STATED TASK: Please return every line of the rows that contains the word "leafy".

Stored rows

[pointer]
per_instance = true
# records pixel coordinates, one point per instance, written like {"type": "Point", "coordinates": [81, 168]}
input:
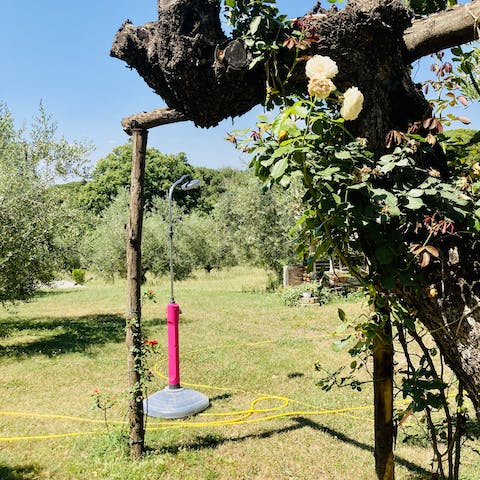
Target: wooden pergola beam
{"type": "Point", "coordinates": [154, 118]}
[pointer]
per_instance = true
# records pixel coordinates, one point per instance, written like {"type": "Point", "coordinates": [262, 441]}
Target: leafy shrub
{"type": "Point", "coordinates": [78, 275]}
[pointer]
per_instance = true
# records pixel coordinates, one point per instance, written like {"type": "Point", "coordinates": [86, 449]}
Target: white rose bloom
{"type": "Point", "coordinates": [320, 67]}
{"type": "Point", "coordinates": [352, 104]}
{"type": "Point", "coordinates": [320, 87]}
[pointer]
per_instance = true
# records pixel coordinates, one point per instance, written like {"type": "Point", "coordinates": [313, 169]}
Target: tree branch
{"type": "Point", "coordinates": [454, 26]}
{"type": "Point", "coordinates": [154, 118]}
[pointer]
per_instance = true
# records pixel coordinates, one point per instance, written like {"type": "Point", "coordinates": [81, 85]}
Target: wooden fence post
{"type": "Point", "coordinates": [383, 397]}
{"type": "Point", "coordinates": [134, 341]}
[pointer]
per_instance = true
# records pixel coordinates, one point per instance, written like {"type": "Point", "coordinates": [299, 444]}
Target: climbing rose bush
{"type": "Point", "coordinates": [320, 67]}
{"type": "Point", "coordinates": [352, 104]}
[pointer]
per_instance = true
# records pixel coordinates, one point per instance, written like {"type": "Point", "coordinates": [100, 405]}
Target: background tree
{"type": "Point", "coordinates": [257, 223]}
{"type": "Point", "coordinates": [34, 224]}
{"type": "Point", "coordinates": [112, 174]}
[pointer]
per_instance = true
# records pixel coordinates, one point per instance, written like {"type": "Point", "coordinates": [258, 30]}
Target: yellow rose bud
{"type": "Point", "coordinates": [282, 136]}
{"type": "Point", "coordinates": [432, 291]}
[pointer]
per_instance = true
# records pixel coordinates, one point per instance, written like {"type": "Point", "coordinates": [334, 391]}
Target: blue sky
{"type": "Point", "coordinates": [57, 51]}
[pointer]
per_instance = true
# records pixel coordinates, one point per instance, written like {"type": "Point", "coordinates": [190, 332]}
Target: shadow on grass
{"type": "Point", "coordinates": [214, 441]}
{"type": "Point", "coordinates": [25, 472]}
{"type": "Point", "coordinates": [57, 336]}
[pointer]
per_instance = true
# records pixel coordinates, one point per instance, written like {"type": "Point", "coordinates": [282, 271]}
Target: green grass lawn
{"type": "Point", "coordinates": [239, 345]}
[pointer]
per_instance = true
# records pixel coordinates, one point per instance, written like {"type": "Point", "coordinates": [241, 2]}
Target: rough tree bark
{"type": "Point", "coordinates": [203, 75]}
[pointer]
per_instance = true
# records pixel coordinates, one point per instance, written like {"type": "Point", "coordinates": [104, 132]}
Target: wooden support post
{"type": "Point", "coordinates": [383, 398]}
{"type": "Point", "coordinates": [134, 339]}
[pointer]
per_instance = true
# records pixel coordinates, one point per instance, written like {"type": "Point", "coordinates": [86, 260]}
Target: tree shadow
{"type": "Point", "coordinates": [24, 472]}
{"type": "Point", "coordinates": [214, 441]}
{"type": "Point", "coordinates": [57, 336]}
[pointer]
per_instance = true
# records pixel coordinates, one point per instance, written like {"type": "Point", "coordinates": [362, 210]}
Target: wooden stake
{"type": "Point", "coordinates": [134, 339]}
{"type": "Point", "coordinates": [383, 398]}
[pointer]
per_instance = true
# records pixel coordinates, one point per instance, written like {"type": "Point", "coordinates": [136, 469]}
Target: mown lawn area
{"type": "Point", "coordinates": [239, 345]}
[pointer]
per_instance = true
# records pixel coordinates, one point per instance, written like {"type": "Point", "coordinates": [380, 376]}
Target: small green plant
{"type": "Point", "coordinates": [78, 275]}
{"type": "Point", "coordinates": [104, 402]}
{"type": "Point", "coordinates": [291, 296]}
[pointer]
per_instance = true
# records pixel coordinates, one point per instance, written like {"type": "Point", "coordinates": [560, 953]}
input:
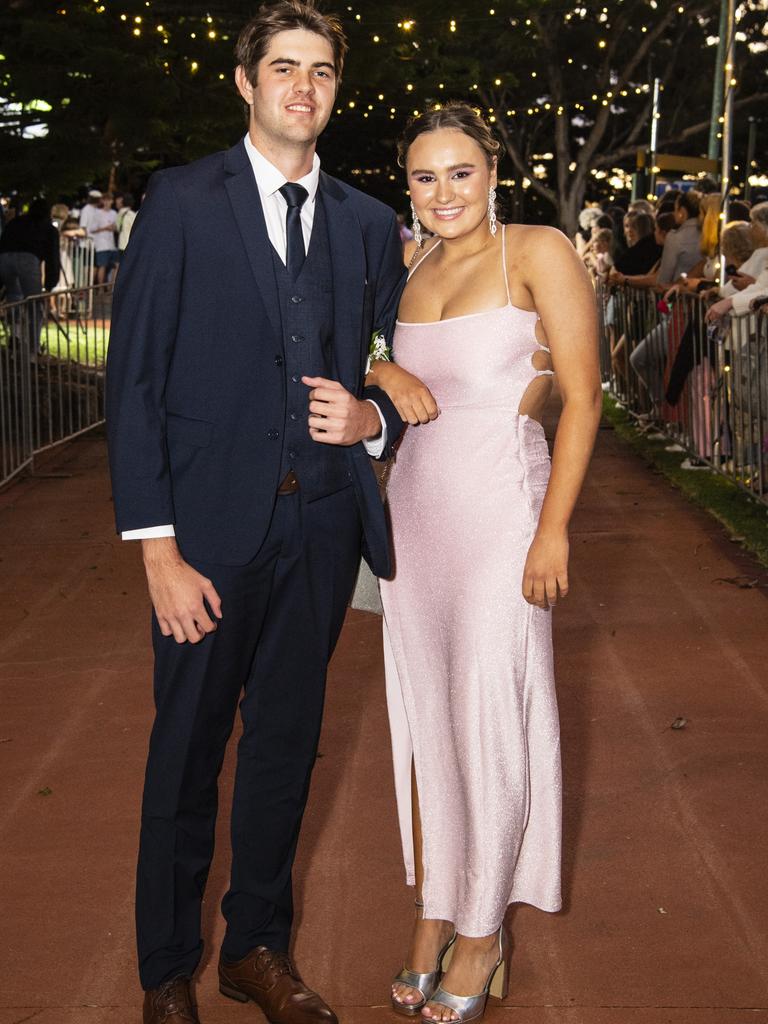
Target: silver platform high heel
{"type": "Point", "coordinates": [472, 1008]}
{"type": "Point", "coordinates": [425, 983]}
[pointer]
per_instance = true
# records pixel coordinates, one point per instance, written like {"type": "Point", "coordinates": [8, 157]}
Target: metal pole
{"type": "Point", "coordinates": [717, 88]}
{"type": "Point", "coordinates": [653, 136]}
{"type": "Point", "coordinates": [729, 84]}
{"type": "Point", "coordinates": [751, 142]}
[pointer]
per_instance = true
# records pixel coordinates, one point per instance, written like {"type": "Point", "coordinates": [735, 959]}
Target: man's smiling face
{"type": "Point", "coordinates": [295, 88]}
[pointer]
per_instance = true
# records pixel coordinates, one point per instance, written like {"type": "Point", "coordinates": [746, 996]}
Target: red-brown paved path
{"type": "Point", "coordinates": [666, 851]}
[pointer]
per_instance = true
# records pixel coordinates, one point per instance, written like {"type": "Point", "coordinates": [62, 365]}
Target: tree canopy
{"type": "Point", "coordinates": [91, 85]}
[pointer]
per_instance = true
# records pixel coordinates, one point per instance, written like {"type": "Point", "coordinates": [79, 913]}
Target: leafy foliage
{"type": "Point", "coordinates": [567, 85]}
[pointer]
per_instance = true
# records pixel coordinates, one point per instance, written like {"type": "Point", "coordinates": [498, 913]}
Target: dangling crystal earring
{"type": "Point", "coordinates": [492, 210]}
{"type": "Point", "coordinates": [417, 226]}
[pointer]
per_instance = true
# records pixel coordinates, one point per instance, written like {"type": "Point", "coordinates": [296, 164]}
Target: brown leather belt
{"type": "Point", "coordinates": [289, 484]}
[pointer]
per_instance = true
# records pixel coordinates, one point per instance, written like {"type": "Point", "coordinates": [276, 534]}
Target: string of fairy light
{"type": "Point", "coordinates": [395, 104]}
{"type": "Point", "coordinates": [207, 30]}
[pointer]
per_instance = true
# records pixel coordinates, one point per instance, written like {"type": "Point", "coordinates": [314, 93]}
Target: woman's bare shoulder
{"type": "Point", "coordinates": [538, 237]}
{"type": "Point", "coordinates": [413, 256]}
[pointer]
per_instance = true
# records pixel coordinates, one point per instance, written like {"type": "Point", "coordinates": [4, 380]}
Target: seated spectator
{"type": "Point", "coordinates": [665, 223]}
{"type": "Point", "coordinates": [598, 256]}
{"type": "Point", "coordinates": [587, 220]}
{"type": "Point", "coordinates": [641, 206]}
{"type": "Point", "coordinates": [90, 211]}
{"type": "Point", "coordinates": [102, 232]}
{"type": "Point", "coordinates": [738, 210]}
{"type": "Point", "coordinates": [643, 251]}
{"type": "Point", "coordinates": [29, 244]}
{"type": "Point", "coordinates": [682, 248]}
{"type": "Point", "coordinates": [125, 217]}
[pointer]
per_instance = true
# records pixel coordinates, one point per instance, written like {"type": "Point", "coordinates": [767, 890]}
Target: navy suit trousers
{"type": "Point", "coordinates": [282, 615]}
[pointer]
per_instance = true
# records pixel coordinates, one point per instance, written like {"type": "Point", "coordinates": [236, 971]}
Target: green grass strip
{"type": "Point", "coordinates": [744, 517]}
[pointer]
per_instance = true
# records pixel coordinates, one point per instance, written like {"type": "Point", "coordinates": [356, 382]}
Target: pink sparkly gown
{"type": "Point", "coordinates": [470, 682]}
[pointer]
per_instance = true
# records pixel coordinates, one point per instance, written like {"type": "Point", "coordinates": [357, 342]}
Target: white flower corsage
{"type": "Point", "coordinates": [379, 350]}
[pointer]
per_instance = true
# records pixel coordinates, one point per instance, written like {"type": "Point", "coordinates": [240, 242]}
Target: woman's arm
{"type": "Point", "coordinates": [568, 315]}
{"type": "Point", "coordinates": [411, 397]}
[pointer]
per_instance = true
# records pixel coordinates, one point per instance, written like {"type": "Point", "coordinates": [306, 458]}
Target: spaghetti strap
{"type": "Point", "coordinates": [413, 268]}
{"type": "Point", "coordinates": [504, 262]}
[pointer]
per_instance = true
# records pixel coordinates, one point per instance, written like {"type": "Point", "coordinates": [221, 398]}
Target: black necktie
{"type": "Point", "coordinates": [295, 196]}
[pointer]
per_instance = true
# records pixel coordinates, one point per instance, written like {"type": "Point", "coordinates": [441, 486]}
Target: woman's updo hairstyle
{"type": "Point", "coordinates": [456, 115]}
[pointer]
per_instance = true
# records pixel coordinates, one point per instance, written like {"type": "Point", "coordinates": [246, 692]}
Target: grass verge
{"type": "Point", "coordinates": [744, 517]}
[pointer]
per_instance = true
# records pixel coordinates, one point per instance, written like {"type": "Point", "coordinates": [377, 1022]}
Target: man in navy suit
{"type": "Point", "coordinates": [240, 440]}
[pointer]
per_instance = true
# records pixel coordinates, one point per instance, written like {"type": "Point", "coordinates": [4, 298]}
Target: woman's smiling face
{"type": "Point", "coordinates": [449, 177]}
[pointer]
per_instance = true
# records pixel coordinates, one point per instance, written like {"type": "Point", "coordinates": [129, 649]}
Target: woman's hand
{"type": "Point", "coordinates": [546, 570]}
{"type": "Point", "coordinates": [411, 397]}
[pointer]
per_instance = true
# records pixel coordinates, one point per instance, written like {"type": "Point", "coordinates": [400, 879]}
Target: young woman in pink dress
{"type": "Point", "coordinates": [479, 526]}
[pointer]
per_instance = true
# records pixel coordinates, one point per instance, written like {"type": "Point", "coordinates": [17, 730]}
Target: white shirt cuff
{"type": "Point", "coordinates": [147, 532]}
{"type": "Point", "coordinates": [376, 446]}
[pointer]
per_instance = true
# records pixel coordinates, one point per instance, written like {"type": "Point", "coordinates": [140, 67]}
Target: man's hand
{"type": "Point", "coordinates": [412, 398]}
{"type": "Point", "coordinates": [336, 417]}
{"type": "Point", "coordinates": [177, 592]}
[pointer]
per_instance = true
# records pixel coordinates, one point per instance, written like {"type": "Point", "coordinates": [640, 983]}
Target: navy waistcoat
{"type": "Point", "coordinates": [307, 320]}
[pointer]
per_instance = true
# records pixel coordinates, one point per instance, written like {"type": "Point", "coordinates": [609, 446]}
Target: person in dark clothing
{"type": "Point", "coordinates": [643, 252]}
{"type": "Point", "coordinates": [29, 242]}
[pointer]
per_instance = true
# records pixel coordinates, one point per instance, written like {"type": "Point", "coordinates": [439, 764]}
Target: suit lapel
{"type": "Point", "coordinates": [244, 196]}
{"type": "Point", "coordinates": [348, 266]}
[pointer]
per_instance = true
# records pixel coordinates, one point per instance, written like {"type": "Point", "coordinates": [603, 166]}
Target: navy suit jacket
{"type": "Point", "coordinates": [196, 390]}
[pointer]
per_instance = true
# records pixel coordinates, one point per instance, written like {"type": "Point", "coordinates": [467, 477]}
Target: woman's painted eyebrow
{"type": "Point", "coordinates": [454, 167]}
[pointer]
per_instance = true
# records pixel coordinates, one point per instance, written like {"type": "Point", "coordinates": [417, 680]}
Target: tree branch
{"type": "Point", "coordinates": [617, 156]}
{"type": "Point", "coordinates": [521, 164]}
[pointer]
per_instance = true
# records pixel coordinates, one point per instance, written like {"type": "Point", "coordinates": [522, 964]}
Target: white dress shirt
{"type": "Point", "coordinates": [269, 180]}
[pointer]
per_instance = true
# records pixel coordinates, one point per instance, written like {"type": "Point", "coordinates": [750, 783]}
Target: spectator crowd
{"type": "Point", "coordinates": [684, 302]}
{"type": "Point", "coordinates": [58, 248]}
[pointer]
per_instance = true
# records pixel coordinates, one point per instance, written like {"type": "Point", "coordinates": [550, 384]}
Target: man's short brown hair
{"type": "Point", "coordinates": [283, 16]}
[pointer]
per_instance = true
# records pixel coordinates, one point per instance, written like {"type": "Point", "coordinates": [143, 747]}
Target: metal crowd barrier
{"type": "Point", "coordinates": [704, 386]}
{"type": "Point", "coordinates": [52, 353]}
{"type": "Point", "coordinates": [78, 264]}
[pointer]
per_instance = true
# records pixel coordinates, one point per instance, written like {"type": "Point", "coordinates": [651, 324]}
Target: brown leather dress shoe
{"type": "Point", "coordinates": [272, 982]}
{"type": "Point", "coordinates": [170, 1004]}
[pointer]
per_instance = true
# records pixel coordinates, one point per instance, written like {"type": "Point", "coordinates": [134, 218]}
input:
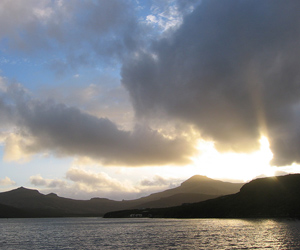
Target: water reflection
{"type": "Point", "coordinates": [98, 233]}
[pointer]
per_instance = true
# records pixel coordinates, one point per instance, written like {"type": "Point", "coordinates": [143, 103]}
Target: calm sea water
{"type": "Point", "coordinates": [140, 233]}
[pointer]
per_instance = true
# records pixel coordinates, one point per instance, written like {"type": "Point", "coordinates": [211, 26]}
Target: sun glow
{"type": "Point", "coordinates": [234, 166]}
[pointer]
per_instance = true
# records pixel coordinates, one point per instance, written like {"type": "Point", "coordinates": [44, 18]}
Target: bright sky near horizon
{"type": "Point", "coordinates": [120, 99]}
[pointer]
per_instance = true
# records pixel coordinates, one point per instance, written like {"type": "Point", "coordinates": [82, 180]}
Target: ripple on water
{"type": "Point", "coordinates": [140, 233]}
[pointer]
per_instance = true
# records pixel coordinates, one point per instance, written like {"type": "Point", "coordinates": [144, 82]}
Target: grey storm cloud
{"type": "Point", "coordinates": [232, 70]}
{"type": "Point", "coordinates": [47, 126]}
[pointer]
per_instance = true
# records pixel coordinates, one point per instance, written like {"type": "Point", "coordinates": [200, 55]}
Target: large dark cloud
{"type": "Point", "coordinates": [232, 69]}
{"type": "Point", "coordinates": [46, 126]}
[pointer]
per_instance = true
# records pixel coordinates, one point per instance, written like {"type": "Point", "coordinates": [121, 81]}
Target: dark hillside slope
{"type": "Point", "coordinates": [273, 197]}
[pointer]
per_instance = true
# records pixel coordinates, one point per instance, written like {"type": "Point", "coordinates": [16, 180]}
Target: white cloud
{"type": "Point", "coordinates": [6, 182]}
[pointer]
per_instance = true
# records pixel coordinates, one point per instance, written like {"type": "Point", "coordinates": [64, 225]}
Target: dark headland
{"type": "Point", "coordinates": [23, 202]}
{"type": "Point", "coordinates": [272, 197]}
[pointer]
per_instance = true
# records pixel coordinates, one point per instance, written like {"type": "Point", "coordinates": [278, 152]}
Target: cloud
{"type": "Point", "coordinates": [159, 181]}
{"type": "Point", "coordinates": [232, 70]}
{"type": "Point", "coordinates": [6, 182]}
{"type": "Point", "coordinates": [39, 181]}
{"type": "Point", "coordinates": [77, 33]}
{"type": "Point", "coordinates": [97, 181]}
{"type": "Point", "coordinates": [47, 126]}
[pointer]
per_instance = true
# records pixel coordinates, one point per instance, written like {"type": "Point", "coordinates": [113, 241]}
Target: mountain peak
{"type": "Point", "coordinates": [25, 191]}
{"type": "Point", "coordinates": [196, 178]}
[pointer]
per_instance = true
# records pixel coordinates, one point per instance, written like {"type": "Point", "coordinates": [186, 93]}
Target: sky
{"type": "Point", "coordinates": [120, 99]}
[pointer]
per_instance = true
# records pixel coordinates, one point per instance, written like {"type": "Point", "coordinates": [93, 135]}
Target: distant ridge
{"type": "Point", "coordinates": [31, 203]}
{"type": "Point", "coordinates": [272, 197]}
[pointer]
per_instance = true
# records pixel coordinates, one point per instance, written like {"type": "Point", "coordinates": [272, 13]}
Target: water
{"type": "Point", "coordinates": [142, 233]}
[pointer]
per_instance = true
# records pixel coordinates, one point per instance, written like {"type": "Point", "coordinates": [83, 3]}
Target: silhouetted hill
{"type": "Point", "coordinates": [40, 205]}
{"type": "Point", "coordinates": [205, 187]}
{"type": "Point", "coordinates": [261, 198]}
{"type": "Point", "coordinates": [12, 212]}
{"type": "Point", "coordinates": [31, 203]}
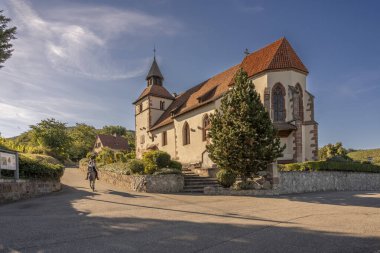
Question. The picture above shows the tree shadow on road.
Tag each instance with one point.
(59, 223)
(364, 199)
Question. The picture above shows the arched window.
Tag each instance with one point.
(278, 103)
(186, 134)
(298, 103)
(205, 127)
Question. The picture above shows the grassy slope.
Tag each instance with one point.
(362, 155)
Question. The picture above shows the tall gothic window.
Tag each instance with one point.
(205, 126)
(162, 105)
(186, 134)
(298, 103)
(279, 112)
(164, 138)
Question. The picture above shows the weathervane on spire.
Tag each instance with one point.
(246, 52)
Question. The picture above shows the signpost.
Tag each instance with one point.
(9, 161)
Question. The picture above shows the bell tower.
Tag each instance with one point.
(150, 105)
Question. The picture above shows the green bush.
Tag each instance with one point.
(33, 169)
(157, 157)
(175, 165)
(130, 155)
(119, 168)
(331, 166)
(166, 171)
(136, 166)
(226, 177)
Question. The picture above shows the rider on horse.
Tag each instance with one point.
(92, 166)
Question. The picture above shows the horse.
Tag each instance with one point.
(92, 177)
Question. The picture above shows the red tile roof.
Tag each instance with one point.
(155, 90)
(114, 142)
(276, 56)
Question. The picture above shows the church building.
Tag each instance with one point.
(178, 124)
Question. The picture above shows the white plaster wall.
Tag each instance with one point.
(192, 153)
(156, 112)
(288, 152)
(287, 78)
(141, 126)
(170, 148)
(260, 85)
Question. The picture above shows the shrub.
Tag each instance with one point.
(136, 166)
(106, 156)
(157, 157)
(120, 157)
(149, 167)
(154, 160)
(130, 155)
(119, 168)
(33, 169)
(331, 166)
(166, 171)
(175, 165)
(226, 177)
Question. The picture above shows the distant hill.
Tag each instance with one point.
(362, 155)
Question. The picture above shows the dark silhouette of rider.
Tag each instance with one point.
(92, 166)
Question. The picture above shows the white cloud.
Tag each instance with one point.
(62, 64)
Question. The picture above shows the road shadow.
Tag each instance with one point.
(56, 223)
(363, 199)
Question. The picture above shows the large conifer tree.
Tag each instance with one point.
(243, 138)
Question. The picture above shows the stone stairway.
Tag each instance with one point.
(195, 184)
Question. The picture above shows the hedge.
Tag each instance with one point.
(331, 166)
(34, 169)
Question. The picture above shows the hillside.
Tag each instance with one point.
(362, 155)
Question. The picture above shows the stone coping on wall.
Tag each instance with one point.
(303, 182)
(11, 190)
(170, 183)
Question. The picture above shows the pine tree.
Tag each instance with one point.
(6, 34)
(244, 139)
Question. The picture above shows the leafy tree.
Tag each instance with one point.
(51, 134)
(82, 140)
(6, 35)
(333, 150)
(118, 130)
(244, 139)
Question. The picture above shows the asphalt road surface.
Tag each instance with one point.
(110, 220)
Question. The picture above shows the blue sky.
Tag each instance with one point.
(85, 61)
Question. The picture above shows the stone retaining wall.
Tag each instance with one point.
(143, 183)
(301, 182)
(11, 190)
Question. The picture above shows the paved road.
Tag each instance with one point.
(110, 220)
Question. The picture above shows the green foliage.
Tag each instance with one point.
(119, 168)
(226, 177)
(82, 140)
(43, 158)
(106, 156)
(34, 169)
(111, 130)
(175, 165)
(154, 160)
(332, 150)
(362, 155)
(244, 139)
(52, 136)
(136, 166)
(6, 35)
(130, 155)
(331, 166)
(167, 171)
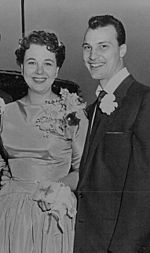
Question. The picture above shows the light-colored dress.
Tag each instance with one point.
(34, 158)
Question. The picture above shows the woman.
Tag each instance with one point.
(43, 134)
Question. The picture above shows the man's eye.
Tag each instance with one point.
(48, 64)
(31, 62)
(86, 47)
(103, 46)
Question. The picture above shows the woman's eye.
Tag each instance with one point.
(103, 46)
(31, 62)
(48, 63)
(86, 47)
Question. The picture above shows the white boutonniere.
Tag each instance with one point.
(108, 104)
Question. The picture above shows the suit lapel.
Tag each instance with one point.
(104, 123)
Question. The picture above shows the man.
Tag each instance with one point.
(7, 98)
(114, 186)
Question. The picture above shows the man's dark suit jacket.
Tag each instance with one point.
(114, 187)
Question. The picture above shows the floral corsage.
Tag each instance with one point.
(61, 115)
(108, 104)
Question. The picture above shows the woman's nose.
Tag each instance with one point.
(39, 68)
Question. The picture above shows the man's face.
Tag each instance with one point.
(102, 54)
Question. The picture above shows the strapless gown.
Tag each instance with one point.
(34, 158)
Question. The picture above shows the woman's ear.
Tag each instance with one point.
(123, 50)
(21, 68)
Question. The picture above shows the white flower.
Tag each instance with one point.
(60, 114)
(2, 106)
(108, 104)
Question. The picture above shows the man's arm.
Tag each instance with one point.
(132, 231)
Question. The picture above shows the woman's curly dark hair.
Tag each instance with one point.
(42, 38)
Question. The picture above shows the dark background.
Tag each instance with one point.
(69, 19)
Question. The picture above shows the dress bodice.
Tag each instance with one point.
(34, 156)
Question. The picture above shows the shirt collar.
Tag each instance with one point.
(114, 82)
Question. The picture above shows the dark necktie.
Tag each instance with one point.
(98, 112)
(90, 133)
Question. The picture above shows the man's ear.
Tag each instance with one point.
(123, 50)
(21, 68)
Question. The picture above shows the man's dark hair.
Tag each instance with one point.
(105, 20)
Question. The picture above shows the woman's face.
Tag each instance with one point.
(39, 68)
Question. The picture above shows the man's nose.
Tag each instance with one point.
(39, 68)
(93, 54)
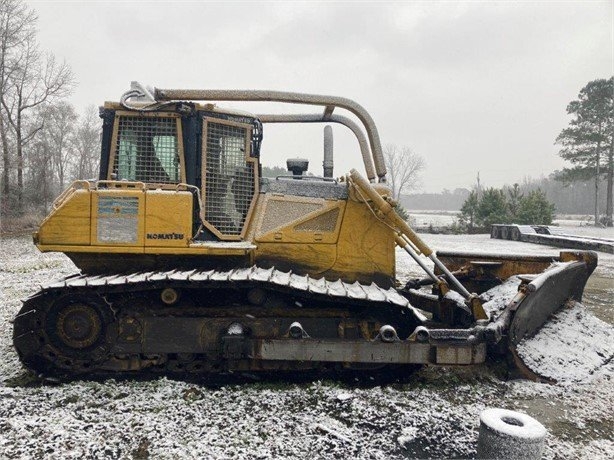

RESPONSE BELOW:
Target: leafy shrub
Target: leafy foliage
Question. The picture above shows the leafy tree.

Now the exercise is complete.